YOUR GOAL:
Output every line of the data below verbatim, without changing anything.
::::
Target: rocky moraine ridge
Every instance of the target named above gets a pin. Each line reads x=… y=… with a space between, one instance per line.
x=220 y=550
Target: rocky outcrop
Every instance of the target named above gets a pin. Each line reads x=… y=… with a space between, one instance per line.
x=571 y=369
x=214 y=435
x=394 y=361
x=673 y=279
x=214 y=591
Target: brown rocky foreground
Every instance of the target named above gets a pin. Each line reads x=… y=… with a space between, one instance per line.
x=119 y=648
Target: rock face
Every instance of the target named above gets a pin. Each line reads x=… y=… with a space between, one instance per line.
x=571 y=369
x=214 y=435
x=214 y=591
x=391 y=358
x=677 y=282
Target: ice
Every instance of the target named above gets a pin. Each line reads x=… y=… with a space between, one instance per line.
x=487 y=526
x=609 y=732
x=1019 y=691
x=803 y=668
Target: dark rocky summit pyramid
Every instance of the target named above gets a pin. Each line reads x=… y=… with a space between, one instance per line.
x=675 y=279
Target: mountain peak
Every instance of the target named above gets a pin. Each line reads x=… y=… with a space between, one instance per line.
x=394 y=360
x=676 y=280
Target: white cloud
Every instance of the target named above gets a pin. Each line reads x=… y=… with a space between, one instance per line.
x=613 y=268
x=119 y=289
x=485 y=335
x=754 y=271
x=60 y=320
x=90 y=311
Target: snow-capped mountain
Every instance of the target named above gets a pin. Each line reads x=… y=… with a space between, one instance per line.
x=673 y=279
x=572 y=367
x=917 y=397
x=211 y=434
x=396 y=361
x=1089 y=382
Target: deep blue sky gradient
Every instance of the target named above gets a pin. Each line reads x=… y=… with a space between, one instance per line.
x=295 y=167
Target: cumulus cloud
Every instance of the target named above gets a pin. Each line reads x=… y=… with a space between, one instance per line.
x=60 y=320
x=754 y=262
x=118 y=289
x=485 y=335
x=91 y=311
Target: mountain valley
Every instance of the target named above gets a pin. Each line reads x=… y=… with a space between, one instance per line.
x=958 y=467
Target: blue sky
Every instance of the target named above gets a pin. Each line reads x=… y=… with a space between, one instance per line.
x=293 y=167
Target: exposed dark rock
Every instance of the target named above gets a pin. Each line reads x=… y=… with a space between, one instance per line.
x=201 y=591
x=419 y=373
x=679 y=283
::::
RESULT OF THE TASK:
Target: rocky moraine ridge
Every instance of the target named above gets a pin. Each line reads x=… y=… with a space between, one instance per line.
x=220 y=550
Target: rocky outcrop
Every instance of the target named above gets a pin. Each line reads x=… y=… with a space between, one instance per line.
x=571 y=369
x=214 y=435
x=394 y=361
x=673 y=279
x=214 y=591
Target: brown rocky foreground
Every instance of the target named above gets a pin. Each line reads x=… y=… with a space between, one instance per line.
x=119 y=648
Target: rock face
Every instance of the target named above gets a pin. Each line reads x=… y=… with a space between, one instance per line.
x=571 y=369
x=214 y=435
x=214 y=591
x=391 y=358
x=677 y=282
Target: ice
Every instance of the target named above gets a pin. Each line reads x=… y=… with a space between, one instance per line.
x=487 y=526
x=609 y=732
x=1019 y=691
x=803 y=668
Target: dark rocky summit pyramid
Every instance of the target named above gets a pin. Each line reads x=… y=… with a space between, one instance per line.
x=675 y=279
Target: mountain peak
Every instance of the target named above gets a pin. Each line reads x=… y=… with a space between, one instance per line.
x=394 y=360
x=676 y=280
Target: white cloud
Every instance of the target named above gets a pin. Each line reads x=… y=… with a space between, one instance per line.
x=613 y=268
x=119 y=289
x=485 y=335
x=754 y=271
x=60 y=320
x=90 y=311
Target: snow-capped mountain
Every instance of the target named above gets a pin. Each line reads x=… y=… with a space between, one instance per line.
x=673 y=279
x=572 y=367
x=917 y=397
x=211 y=434
x=396 y=361
x=1089 y=382
Target: deep blue sky gradient
Every instance of the target named above gets a pin. Each line reads x=… y=… with a space between, one instance per line.
x=295 y=167
Target: cumulus cloud
Every instance of the target named above gets a pin. Each line reads x=… y=… with a space between, one instance per line.
x=60 y=320
x=754 y=262
x=118 y=289
x=485 y=335
x=91 y=311
Target: mountain valley
Every instance of the target named above gets a pin. Each line reads x=… y=… with a space between, one instance per line.
x=958 y=467
Target: blue sky
Every instance of the target named above gets a pin. Each line reads x=… y=… with a space between, one instance per line.
x=293 y=167
Target: exposed dark rock
Every instance of the target named above gets a pin. Each line reads x=… y=… with a space between, one instance per line.
x=201 y=591
x=419 y=373
x=679 y=283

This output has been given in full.